■ **About this exercise**
Reproduce exactly the line that contains "Need: drop a pin on every instance of the white cloud" and all lines that follow it in the records below, ending with the last one.
++++++++++
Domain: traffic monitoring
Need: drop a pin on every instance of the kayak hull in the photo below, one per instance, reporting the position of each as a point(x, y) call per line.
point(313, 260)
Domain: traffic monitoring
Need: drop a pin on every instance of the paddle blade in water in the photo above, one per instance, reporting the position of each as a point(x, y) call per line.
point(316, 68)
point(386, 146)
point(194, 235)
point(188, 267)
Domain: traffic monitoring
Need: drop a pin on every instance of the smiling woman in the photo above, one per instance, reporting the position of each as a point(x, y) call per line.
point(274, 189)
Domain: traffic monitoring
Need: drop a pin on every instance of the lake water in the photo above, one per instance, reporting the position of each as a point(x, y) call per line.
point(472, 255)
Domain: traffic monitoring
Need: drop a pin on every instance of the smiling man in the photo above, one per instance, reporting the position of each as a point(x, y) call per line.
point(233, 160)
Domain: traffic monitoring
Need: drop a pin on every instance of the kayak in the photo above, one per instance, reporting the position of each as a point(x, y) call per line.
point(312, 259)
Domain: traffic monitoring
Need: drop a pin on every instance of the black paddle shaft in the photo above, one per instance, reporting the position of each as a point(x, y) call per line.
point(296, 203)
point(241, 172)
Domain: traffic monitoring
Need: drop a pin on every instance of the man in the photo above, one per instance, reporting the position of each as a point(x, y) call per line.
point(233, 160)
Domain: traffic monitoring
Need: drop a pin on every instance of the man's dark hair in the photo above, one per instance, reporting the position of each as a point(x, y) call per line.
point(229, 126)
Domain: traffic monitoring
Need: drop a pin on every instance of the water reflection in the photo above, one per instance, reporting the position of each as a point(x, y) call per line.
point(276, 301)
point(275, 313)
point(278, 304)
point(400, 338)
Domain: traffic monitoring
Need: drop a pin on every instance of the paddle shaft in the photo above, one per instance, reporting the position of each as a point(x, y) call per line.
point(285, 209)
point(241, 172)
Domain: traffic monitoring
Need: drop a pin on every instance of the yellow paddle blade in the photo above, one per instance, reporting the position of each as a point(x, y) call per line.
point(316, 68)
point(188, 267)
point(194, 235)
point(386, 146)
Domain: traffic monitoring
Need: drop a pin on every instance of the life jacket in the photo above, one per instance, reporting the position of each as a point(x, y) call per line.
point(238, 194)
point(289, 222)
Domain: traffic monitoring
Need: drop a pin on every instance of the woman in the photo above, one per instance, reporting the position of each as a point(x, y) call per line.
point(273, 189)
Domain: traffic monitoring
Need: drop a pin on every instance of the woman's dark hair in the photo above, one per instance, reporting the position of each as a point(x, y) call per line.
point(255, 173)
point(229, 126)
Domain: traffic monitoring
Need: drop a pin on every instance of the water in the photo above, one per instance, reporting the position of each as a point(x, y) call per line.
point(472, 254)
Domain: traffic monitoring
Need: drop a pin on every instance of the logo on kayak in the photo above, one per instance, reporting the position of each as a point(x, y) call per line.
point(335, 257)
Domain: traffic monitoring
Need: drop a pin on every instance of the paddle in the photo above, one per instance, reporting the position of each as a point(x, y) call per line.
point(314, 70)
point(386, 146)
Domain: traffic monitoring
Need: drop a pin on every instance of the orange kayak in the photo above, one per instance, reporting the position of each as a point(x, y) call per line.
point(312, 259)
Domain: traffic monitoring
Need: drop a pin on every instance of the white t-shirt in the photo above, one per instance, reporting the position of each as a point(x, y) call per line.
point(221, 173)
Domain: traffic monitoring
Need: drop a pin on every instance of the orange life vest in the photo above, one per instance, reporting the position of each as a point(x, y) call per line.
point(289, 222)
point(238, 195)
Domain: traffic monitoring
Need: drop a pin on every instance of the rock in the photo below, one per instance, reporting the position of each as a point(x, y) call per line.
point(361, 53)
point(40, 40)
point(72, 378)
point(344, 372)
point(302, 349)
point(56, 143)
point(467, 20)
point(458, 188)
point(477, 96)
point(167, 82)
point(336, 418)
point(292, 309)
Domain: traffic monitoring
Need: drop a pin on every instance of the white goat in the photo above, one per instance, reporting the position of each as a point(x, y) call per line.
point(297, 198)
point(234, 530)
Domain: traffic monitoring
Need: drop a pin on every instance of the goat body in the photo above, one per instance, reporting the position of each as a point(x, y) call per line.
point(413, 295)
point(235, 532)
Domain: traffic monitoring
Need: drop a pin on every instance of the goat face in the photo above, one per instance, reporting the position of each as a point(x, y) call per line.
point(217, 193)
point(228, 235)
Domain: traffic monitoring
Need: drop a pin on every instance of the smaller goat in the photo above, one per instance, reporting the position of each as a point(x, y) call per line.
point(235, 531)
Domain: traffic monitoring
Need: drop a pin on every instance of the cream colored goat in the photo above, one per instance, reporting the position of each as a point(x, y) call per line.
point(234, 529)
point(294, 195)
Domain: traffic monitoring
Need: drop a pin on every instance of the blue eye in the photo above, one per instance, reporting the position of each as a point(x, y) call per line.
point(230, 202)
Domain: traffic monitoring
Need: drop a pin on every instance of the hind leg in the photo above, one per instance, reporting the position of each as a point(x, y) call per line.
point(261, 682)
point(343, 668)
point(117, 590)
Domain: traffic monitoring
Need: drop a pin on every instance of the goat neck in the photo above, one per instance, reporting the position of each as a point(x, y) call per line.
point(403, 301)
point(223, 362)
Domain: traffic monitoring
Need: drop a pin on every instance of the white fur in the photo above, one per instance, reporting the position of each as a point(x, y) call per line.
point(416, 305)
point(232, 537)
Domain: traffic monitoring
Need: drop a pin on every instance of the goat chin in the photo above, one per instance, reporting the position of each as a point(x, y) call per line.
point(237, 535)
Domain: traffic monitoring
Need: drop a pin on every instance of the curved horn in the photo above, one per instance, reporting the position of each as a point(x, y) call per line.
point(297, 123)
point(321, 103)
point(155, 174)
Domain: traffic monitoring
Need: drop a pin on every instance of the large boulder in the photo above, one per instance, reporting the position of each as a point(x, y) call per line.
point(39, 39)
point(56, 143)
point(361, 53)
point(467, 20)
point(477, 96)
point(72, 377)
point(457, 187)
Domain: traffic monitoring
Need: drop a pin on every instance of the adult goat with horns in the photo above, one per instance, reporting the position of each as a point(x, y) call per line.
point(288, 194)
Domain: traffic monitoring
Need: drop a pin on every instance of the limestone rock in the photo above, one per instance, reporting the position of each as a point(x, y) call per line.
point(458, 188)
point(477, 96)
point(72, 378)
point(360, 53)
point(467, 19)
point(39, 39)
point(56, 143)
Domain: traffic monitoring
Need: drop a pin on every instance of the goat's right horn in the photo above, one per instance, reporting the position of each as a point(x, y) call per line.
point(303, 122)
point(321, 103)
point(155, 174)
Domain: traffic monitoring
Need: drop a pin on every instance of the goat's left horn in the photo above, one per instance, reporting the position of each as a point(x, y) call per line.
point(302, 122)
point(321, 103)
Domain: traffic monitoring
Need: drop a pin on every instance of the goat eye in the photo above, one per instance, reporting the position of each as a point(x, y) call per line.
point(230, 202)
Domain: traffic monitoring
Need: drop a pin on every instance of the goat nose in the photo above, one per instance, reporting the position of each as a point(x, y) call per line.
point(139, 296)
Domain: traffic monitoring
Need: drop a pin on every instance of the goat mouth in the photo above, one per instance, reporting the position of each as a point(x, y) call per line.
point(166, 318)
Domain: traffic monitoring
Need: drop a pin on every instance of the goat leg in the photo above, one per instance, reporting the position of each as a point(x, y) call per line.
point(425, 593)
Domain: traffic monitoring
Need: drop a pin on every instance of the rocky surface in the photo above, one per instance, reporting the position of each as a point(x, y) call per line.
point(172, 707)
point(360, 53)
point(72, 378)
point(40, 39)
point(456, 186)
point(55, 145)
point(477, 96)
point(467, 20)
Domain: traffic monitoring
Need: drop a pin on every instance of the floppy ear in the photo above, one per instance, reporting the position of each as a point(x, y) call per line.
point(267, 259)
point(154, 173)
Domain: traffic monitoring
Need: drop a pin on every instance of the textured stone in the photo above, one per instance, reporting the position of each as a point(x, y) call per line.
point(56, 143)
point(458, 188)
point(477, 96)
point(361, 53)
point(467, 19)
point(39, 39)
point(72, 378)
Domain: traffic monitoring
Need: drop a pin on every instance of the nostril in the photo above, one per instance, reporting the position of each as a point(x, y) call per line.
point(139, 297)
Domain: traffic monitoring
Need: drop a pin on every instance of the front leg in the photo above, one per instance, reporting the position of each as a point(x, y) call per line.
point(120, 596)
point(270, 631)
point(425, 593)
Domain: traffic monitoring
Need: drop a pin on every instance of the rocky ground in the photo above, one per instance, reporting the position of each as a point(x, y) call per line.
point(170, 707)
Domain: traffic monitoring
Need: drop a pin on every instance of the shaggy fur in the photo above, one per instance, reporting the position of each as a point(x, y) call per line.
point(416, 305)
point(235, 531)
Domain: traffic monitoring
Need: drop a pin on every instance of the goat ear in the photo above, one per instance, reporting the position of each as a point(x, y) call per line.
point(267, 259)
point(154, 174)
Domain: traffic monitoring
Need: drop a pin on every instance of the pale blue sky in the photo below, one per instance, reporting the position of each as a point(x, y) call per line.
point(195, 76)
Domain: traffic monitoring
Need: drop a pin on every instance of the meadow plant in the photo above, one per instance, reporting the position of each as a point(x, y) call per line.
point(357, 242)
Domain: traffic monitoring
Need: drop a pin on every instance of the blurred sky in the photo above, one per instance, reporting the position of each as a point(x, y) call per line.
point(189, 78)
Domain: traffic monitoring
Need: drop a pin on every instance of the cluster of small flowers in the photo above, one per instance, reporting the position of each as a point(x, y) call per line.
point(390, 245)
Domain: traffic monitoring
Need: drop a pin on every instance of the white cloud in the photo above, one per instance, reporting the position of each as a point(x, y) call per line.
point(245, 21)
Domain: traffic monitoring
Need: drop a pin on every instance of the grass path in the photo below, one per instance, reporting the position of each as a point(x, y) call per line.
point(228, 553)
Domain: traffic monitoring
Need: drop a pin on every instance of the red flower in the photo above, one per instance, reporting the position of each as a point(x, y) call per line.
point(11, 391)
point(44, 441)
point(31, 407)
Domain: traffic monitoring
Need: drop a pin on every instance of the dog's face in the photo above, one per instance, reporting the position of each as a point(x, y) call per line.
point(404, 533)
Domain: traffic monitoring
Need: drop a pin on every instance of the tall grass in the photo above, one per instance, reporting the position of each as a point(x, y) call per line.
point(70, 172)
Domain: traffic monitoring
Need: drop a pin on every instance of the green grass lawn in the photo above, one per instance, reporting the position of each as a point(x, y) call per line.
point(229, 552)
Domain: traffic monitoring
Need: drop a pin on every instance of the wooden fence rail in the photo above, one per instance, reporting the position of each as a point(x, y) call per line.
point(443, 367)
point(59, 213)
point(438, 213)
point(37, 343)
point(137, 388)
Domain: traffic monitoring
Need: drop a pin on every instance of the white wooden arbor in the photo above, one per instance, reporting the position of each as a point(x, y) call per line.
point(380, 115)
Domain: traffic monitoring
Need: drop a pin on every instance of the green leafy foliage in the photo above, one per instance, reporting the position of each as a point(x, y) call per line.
++++++++++
■ **Response below**
Need: drop a pin on every instance of the white cloud in the photo above, one per instance, reporting the position of each as a point(x, y) call per line.
point(245, 21)
Domain: traffic monitoring
Need: drop a pin on every instance of the grass path in the photo below, one per instance, reporting the position of each as a point(x, y) call per line.
point(228, 553)
Domain: traffic monitoring
Need: drop a pin on every instance of the red flower in the photo above, one per instance, reporting the position of each as a point(x, y) call per line.
point(11, 391)
point(44, 441)
point(31, 407)
Domain: traffic monitoring
Need: drop a pin on every instance of the dog's face in the photo above, one per instance, reporting the position of each as a point(x, y) call per line.
point(404, 533)
Domain: traffic monitoring
Need: drop a pin on every instance of the tall grass in the photo above, one per instance, reporting the position of each as a point(x, y) call per line.
point(70, 172)
Domain: traffic monitoring
Need: drop a pin on every instance of the green grass lawn in the photo above, one per instance, reporting the position of each as a point(x, y) call per line.
point(229, 552)
Domain: traffic monitoring
Need: drop a pin on every instance of the wooden fence rail in the photo above, one per instance, reporting the position of each as a point(x, y) call per line.
point(443, 367)
point(59, 213)
point(438, 213)
point(37, 343)
point(137, 388)
Domain: traffic monitoring
Need: drop a pin on every instance of the white wooden arbor in the photo above, one per instance, reporting the position of each as a point(x, y) call per line.
point(380, 115)
Domain: traffic monitoring
Need: drop a pin on every instance of the green leafy foliage in the photo above, one per instance, reporting the position of each as a point(x, y) call per line.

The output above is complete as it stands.